WHAT THE TASK REQUIRES: Rewrite every line of the items below as a numbered list, leaving out any blank lines.

DATA EXTRACT:
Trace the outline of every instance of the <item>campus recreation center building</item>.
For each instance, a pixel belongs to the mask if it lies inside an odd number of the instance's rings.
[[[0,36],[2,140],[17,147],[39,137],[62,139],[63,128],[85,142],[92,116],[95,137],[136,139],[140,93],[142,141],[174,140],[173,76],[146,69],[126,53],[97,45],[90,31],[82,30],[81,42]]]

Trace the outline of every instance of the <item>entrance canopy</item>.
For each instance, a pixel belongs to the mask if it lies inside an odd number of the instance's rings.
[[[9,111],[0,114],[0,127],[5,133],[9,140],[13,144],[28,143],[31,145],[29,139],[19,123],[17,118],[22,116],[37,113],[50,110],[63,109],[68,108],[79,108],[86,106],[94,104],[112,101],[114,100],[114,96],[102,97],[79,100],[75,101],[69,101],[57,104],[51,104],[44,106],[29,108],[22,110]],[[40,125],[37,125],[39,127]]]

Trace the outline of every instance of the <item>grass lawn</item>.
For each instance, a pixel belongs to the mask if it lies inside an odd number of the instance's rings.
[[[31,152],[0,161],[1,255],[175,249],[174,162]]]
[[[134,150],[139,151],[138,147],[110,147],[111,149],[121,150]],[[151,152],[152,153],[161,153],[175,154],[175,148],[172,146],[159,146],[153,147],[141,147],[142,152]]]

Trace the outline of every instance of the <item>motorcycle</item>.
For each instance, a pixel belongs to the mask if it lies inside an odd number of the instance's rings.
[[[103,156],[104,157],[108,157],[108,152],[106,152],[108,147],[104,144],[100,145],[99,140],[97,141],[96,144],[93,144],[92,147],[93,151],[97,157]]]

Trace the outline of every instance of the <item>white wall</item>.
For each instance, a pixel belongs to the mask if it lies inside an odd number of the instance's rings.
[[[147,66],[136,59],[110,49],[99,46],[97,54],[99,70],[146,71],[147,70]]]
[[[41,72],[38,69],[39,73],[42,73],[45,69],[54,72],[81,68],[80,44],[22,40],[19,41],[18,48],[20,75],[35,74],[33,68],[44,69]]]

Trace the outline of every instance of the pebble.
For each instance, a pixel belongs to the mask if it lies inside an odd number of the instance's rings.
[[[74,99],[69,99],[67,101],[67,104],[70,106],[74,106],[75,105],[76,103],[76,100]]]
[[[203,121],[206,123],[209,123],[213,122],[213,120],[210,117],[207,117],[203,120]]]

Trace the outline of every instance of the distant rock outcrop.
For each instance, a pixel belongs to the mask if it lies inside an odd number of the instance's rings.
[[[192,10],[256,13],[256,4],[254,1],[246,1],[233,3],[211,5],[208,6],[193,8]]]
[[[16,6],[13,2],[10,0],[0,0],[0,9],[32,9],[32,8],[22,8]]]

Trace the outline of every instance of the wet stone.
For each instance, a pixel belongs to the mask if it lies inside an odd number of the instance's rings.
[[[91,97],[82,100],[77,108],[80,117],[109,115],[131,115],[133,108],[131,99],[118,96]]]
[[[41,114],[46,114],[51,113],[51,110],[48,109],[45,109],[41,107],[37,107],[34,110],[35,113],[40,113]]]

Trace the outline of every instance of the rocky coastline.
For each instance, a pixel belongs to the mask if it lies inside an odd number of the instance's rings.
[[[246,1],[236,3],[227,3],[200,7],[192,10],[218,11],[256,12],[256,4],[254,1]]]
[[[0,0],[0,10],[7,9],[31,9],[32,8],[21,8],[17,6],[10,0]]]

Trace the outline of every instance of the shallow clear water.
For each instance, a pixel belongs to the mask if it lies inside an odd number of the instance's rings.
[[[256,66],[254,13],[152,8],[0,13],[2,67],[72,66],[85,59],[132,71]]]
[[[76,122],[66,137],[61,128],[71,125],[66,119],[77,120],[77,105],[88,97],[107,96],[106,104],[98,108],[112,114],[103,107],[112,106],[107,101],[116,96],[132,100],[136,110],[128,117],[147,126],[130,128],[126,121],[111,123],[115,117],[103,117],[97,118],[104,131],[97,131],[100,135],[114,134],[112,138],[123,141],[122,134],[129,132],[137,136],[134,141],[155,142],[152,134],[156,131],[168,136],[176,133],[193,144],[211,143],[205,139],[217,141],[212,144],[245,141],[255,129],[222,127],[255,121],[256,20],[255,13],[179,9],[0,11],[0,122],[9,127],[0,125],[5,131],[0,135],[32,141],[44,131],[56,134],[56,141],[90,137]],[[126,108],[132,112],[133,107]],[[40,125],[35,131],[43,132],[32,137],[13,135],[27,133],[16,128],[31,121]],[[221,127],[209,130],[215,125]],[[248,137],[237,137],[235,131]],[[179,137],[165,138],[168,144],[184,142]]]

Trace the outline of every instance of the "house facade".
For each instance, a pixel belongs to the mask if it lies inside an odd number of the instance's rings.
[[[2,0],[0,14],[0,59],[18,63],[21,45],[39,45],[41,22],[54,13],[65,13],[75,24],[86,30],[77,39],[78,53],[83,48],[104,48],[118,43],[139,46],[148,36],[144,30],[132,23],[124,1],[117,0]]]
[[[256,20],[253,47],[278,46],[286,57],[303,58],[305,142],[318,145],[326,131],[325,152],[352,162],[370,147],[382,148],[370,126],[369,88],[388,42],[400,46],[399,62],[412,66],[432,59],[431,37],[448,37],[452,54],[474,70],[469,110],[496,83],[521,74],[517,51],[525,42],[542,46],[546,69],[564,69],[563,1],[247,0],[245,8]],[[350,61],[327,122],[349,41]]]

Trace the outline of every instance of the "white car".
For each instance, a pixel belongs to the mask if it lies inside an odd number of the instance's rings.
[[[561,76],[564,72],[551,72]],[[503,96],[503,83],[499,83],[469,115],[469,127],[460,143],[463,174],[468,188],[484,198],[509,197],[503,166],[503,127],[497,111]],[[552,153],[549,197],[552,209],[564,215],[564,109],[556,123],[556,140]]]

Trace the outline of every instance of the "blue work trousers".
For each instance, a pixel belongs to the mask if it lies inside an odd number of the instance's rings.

THE REPLY:
1. Trace the outline of every instance of the <item>campus recreation center building</item>.
2. For each instance, a pixel belongs to the mask if it lies inside an odd number of the instance's rings.
3. [[[0,36],[2,140],[17,147],[39,137],[62,139],[63,128],[85,142],[92,116],[95,137],[136,139],[140,93],[142,141],[174,140],[173,76],[146,69],[126,53],[97,45],[90,31],[82,30],[81,42]]]
4. Trace the outline of every instance of the <item>entrance canopy</item>.
5. For each instance, a pixel belongs to the mask if it lies inside an odd number of the instance's rings.
6. [[[9,111],[0,114],[0,127],[5,133],[9,140],[13,144],[28,143],[31,145],[29,139],[19,123],[17,118],[22,116],[37,113],[50,110],[63,109],[68,108],[79,108],[86,106],[94,104],[112,101],[114,100],[114,96],[102,97],[79,100],[75,101],[69,101],[57,104],[51,104],[44,106],[29,108],[22,110]],[[40,125],[37,125],[39,127]]]
7. Trace the outline of every instance of the <item>grass lawn</item>.
8. For each instance, a pixel belongs to the mask if it lies inside an odd number of the instance's rings.
9. [[[31,152],[0,161],[1,255],[175,249],[174,162]]]
10. [[[134,150],[139,151],[138,147],[110,147],[111,149],[121,150]],[[151,152],[152,153],[161,153],[175,154],[175,148],[172,146],[159,146],[153,147],[141,147],[142,152]]]
11. Trace the outline of every instance of the <item>motorcycle</item>.
12. For each instance, a pixel belongs to the mask if it lies inside an odd number of the instance's rings.
13. [[[103,156],[104,157],[108,157],[108,152],[106,152],[108,147],[104,144],[100,145],[99,140],[97,141],[96,144],[93,144],[92,147],[93,151],[97,157]]]
14. Trace the outline of every instance of the <item>white wall</item>.
15. For each instance, a pixel belongs to the mask if it lies inside an odd number of the instance's rings.
16. [[[147,66],[136,59],[110,49],[99,46],[97,54],[99,70],[146,71],[147,70]]]
17. [[[41,72],[38,69],[39,73],[42,73],[45,69],[54,72],[81,68],[80,44],[22,40],[19,41],[18,48],[20,75],[35,74],[33,68],[44,69]]]
18. Trace the outline of every instance of the pebble.
19. For each instance, a pixel belongs to the mask if it lies inside an odd number of the instance's rings.
20. [[[74,99],[69,99],[67,101],[67,104],[70,106],[74,106],[75,105],[76,103],[76,100]]]
21. [[[203,121],[206,123],[209,123],[213,122],[213,120],[210,117],[207,117],[203,120]]]
22. Trace the outline of every instance of the distant rock outcrop.
23. For each instance, a pixel belongs to the mask if it lies inside an odd number of the instance's rings.
24. [[[192,10],[256,13],[256,4],[254,1],[246,1],[233,3],[211,5],[208,6],[193,8]]]
25. [[[16,6],[13,2],[10,0],[0,0],[0,9],[32,9],[32,8],[22,8]]]
26. Trace the outline of every instance of the wet stone.
27. For each instance, a pixel belongs to the mask if it lies inside an odd number of the instance's rings.
28. [[[91,97],[82,100],[77,108],[80,117],[109,115],[131,115],[133,108],[131,99],[118,96]]]
29. [[[41,114],[46,114],[51,113],[51,110],[48,109],[45,109],[41,107],[37,107],[34,110],[35,113],[40,113]]]
30. Trace the outline of every instance of the rocky coastline.
31. For each instance, a pixel belongs to the mask if it lies inside an odd number of the instance's rings.
32. [[[246,1],[236,3],[227,3],[200,7],[192,10],[218,11],[256,12],[256,4],[254,1]]]
33. [[[0,0],[0,10],[7,9],[31,9],[32,8],[21,8],[17,6],[10,0]]]
34. Trace the outline of every instance of the shallow clear water.
35. For each instance, a pixel belongs to the mask if it lies inside an odd number of the instance's rings.
36. [[[256,66],[254,13],[152,8],[0,13],[2,67],[72,66],[85,59],[132,71]]]
37. [[[76,122],[66,137],[61,128],[71,125],[66,119],[77,120],[77,105],[88,97],[107,96],[106,104],[98,108],[112,114],[103,107],[112,106],[107,101],[116,96],[132,100],[136,110],[128,117],[147,126],[130,128],[126,121],[111,123],[115,117],[103,117],[97,118],[104,131],[97,131],[100,135],[114,134],[112,138],[123,141],[122,134],[129,132],[137,136],[134,141],[155,142],[152,134],[156,131],[168,136],[176,133],[193,144],[211,143],[205,139],[217,141],[212,144],[245,141],[255,129],[222,127],[255,121],[256,20],[255,13],[179,9],[0,11],[0,122],[9,127],[0,125],[5,131],[0,135],[32,141],[44,131],[56,134],[56,141],[90,137]],[[126,108],[132,112],[133,107]],[[40,125],[35,131],[43,132],[32,137],[13,135],[27,133],[16,128],[31,121]],[[221,127],[209,130],[215,125]],[[248,137],[237,137],[235,131]],[[179,137],[165,138],[168,144],[184,142]]]
38. Trace the outline of every instance of the "house facade".
39. For each instance, a pixel belongs to the mask if it lies inside an odd number of the instance's rings.
40. [[[2,0],[0,14],[0,59],[18,63],[21,45],[39,45],[41,22],[54,13],[65,13],[75,24],[86,30],[77,39],[78,53],[83,48],[104,48],[118,43],[139,46],[148,36],[144,30],[132,23],[124,1],[117,0]]]
41. [[[256,20],[253,47],[278,46],[286,57],[303,58],[305,142],[318,145],[326,131],[325,152],[352,162],[370,147],[382,148],[370,126],[369,88],[388,42],[400,46],[399,62],[412,66],[432,59],[431,37],[448,37],[452,54],[474,70],[469,110],[496,83],[521,74],[517,51],[525,42],[542,46],[546,69],[564,69],[563,1],[247,0],[245,8]],[[350,61],[327,122],[349,41]]]
42. Trace the outline of every instance of the "white car".
43. For each instance, a pixel belongs to the mask if it lies inside an odd number of the instance's rings.
44. [[[561,76],[564,72],[551,72]],[[503,96],[503,83],[499,83],[469,115],[469,127],[460,143],[463,174],[468,188],[484,198],[509,197],[503,166],[503,127],[497,111]],[[552,153],[549,197],[552,209],[564,215],[564,109],[556,123],[556,140]]]
45. Trace the outline of every instance of the "blue work trousers".
46. For each instance, a pixel belongs to the mask if it lies inside an odd number of the instance's rings.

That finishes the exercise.